*Trecho da página:*
# # #

MATRAGA 20
v.14 | n. 20 | jan-jun, 2007

APRESENTAÇÃO

Linguagem e prática social

O presente número de Matraga vem colocar em cena uma dimensão indiscutivelmente relevante dos estudos centrados nas práticas linguageiras na atualidade: o lugar das práticas de linguagem como práticas sociais, a saber, a linguagem em sua relação com as coerções que pesam sobre ela, por um lado, e, por outro, a retroação de tais práticas sobre a comunidade que as sustenta. Visto sob esse prisma, a articulação que se verifica entre linguagem e seu entorno está longe de se constituir assentada em relações lógicas de causa e efeito. Ao contrário, situamo-nos numa via de mão dupla na qual a mera causalidade linear não pode ter direito de cidadania. Em outras palavras, duplo movimento de configuração de práticas que se constituem como engendramento simultâneo de uma produção de textos e de uma certa configuração do social. Eis o(s) sentido(s) que ora buscamos atualizar para prática social – noção sob cujo signo se inscreve o presente número de Matraga.

# # #

Linhas de apontamento e rotulagem
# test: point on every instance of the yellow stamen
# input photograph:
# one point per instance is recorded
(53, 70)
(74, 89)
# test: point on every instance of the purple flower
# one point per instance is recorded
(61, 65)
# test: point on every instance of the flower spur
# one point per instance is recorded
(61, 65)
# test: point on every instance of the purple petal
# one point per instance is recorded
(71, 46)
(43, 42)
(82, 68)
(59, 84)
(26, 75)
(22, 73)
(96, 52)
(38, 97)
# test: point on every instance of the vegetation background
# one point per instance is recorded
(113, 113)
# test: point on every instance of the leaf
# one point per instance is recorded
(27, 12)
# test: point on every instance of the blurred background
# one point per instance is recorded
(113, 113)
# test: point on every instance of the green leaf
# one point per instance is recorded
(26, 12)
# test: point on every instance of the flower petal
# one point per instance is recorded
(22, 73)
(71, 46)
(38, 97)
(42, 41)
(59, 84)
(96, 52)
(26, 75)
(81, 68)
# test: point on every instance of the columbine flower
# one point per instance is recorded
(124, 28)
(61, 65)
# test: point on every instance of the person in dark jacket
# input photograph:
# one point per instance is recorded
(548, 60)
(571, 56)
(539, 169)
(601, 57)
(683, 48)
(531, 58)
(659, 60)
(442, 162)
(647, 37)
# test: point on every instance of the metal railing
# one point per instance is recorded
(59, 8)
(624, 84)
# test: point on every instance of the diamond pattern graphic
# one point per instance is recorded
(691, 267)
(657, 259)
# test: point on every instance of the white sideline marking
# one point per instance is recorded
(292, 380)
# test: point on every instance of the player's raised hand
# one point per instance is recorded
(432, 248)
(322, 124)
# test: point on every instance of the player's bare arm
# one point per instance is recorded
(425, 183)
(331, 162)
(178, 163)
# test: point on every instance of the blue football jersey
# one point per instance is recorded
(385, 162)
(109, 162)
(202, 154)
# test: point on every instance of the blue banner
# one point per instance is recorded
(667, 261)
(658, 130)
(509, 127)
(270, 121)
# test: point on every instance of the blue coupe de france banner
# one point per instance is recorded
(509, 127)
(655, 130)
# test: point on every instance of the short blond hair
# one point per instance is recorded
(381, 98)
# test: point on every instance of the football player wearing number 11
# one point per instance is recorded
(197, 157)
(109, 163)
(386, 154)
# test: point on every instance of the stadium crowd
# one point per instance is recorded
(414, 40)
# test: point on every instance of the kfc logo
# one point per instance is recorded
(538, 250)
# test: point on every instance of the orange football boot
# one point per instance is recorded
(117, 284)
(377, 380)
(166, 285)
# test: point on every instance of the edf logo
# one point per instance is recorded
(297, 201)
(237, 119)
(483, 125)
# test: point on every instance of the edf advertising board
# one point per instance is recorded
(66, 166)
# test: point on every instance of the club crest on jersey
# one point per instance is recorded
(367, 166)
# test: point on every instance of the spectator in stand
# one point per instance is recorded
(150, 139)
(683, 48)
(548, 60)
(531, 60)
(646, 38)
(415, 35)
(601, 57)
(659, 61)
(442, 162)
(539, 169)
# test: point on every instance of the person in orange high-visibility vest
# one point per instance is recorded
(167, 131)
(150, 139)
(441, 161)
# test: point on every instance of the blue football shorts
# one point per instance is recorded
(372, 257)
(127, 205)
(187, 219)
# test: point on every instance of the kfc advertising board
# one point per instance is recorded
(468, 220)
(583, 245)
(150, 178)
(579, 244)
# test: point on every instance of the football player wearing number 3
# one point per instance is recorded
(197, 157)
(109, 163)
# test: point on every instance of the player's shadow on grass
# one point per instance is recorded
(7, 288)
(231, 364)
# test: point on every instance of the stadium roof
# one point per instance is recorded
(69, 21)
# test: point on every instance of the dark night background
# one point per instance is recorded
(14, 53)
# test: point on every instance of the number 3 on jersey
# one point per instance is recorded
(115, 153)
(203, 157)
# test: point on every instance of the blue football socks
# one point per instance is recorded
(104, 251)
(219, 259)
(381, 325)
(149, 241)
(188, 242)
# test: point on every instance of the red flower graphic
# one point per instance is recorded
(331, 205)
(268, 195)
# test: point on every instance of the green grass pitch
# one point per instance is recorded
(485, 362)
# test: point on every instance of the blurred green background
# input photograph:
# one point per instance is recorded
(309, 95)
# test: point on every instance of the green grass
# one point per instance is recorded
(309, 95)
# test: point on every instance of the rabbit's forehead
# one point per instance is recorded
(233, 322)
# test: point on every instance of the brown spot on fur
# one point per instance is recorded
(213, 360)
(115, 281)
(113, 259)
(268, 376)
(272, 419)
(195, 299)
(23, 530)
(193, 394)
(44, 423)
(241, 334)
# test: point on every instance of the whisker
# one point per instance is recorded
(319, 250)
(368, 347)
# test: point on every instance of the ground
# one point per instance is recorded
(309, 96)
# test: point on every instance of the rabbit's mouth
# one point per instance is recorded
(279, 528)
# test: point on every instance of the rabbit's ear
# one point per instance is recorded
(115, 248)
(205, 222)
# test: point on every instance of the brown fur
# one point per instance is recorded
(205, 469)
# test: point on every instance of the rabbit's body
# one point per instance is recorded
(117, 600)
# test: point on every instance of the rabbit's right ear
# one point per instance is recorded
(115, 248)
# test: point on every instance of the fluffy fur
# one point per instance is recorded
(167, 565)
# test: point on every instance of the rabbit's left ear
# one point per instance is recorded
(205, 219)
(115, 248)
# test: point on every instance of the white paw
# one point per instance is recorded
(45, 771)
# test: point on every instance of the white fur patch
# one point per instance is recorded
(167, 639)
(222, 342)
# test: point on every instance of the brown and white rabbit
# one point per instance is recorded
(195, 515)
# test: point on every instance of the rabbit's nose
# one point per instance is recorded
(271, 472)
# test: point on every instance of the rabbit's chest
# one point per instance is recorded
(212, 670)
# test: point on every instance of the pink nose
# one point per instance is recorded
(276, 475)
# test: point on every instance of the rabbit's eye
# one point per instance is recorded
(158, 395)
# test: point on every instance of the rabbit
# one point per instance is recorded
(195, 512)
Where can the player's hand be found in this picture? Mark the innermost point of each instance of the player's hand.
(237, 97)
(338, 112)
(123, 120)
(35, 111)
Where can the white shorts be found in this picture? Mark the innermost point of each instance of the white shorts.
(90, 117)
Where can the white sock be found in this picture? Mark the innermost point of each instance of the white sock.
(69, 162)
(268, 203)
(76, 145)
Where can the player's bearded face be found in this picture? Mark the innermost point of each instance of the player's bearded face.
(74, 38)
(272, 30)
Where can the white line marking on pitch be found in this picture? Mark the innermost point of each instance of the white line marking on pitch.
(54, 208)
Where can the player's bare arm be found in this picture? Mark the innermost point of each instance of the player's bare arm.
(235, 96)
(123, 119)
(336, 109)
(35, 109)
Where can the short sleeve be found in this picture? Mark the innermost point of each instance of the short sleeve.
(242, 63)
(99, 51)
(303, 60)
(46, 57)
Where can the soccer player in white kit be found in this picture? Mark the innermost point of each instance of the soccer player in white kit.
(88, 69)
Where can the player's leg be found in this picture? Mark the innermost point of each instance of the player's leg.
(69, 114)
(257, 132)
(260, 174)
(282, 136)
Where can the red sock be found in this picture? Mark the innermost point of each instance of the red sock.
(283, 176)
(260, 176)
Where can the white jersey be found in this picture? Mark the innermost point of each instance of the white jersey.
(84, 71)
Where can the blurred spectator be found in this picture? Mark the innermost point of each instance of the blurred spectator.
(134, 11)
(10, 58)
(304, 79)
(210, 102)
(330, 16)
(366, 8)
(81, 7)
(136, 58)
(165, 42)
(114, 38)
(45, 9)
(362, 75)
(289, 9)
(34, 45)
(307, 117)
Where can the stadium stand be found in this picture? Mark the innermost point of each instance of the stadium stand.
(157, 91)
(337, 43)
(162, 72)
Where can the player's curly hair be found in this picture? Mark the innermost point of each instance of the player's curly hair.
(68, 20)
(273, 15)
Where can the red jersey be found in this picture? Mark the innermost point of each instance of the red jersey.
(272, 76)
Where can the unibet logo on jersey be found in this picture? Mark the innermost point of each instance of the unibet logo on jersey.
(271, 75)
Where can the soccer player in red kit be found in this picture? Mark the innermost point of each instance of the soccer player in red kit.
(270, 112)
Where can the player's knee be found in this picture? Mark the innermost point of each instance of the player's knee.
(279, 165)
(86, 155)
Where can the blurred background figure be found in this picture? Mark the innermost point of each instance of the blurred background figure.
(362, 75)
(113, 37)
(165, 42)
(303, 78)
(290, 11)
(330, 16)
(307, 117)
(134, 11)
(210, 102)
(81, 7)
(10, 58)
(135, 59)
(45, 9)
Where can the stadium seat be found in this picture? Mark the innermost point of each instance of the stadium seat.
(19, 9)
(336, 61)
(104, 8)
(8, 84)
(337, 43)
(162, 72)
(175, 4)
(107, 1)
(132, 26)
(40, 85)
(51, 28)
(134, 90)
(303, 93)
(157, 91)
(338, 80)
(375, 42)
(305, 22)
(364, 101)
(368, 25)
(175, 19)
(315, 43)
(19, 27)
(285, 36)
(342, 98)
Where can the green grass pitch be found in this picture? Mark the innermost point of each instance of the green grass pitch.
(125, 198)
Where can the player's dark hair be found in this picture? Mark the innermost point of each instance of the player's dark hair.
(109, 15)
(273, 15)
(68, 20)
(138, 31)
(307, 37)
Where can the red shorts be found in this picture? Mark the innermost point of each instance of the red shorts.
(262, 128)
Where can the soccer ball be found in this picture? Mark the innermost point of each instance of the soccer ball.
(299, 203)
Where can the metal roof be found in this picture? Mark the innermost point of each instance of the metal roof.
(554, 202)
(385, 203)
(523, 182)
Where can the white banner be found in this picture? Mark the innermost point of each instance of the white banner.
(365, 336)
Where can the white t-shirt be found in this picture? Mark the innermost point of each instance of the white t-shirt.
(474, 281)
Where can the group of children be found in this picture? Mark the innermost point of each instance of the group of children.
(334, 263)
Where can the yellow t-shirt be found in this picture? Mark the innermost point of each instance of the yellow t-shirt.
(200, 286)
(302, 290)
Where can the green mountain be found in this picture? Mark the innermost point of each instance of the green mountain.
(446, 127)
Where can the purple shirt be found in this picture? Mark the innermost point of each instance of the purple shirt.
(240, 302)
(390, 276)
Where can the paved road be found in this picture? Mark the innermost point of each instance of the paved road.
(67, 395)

# # #

*Instruções:*
1. Na apresentação do número 20 de Matraga, sob o signo de qual noção se inscreve esse número da revista?
2. Forneça a continuação da apresentação do número 20 de Matraga, começando logo após a última frase do trecho.
As linhas não têm relação com a apresentação do número 20 de Matraga.

*Respostas dadas:*
1. Sob o signo da noção de prática social.

2.
Em absoluta compatibilidade com a temática das práticas linguageiras vistas como práticas sociais, Dominique Maingueneau tematiza a heterogeneidade e a instabilidade do campo dos estudos discursivos na atualidade. Procede, desse modo, a considerações sobre a pertinência do cruzamento de diferentes critérios para cartografar o referido campo, como se verifica por meio da adoção de um recorte por disciplinas, por correntes e por territórios. A reflexão sobre uma dupla categoria de unidades discursivas que o autor denomina “tópicas” e “não tópicas” complementa sua proposta.

Lucília Maria Sousa Romão situa-se no mesmo marco teórico de uma Análise do discurso de inspiração francesa para problematizar uma suposta transparência da linguagem, explicitando-lhe regiões de indiscutível opacidade, principalmente no que diz respeito às relações de saber e poder que são acionadas quando se trata de inscrever uma memória discursiva. Memória e historicidade são noções-chave que darão sustentação à reflexão promovida pela autora.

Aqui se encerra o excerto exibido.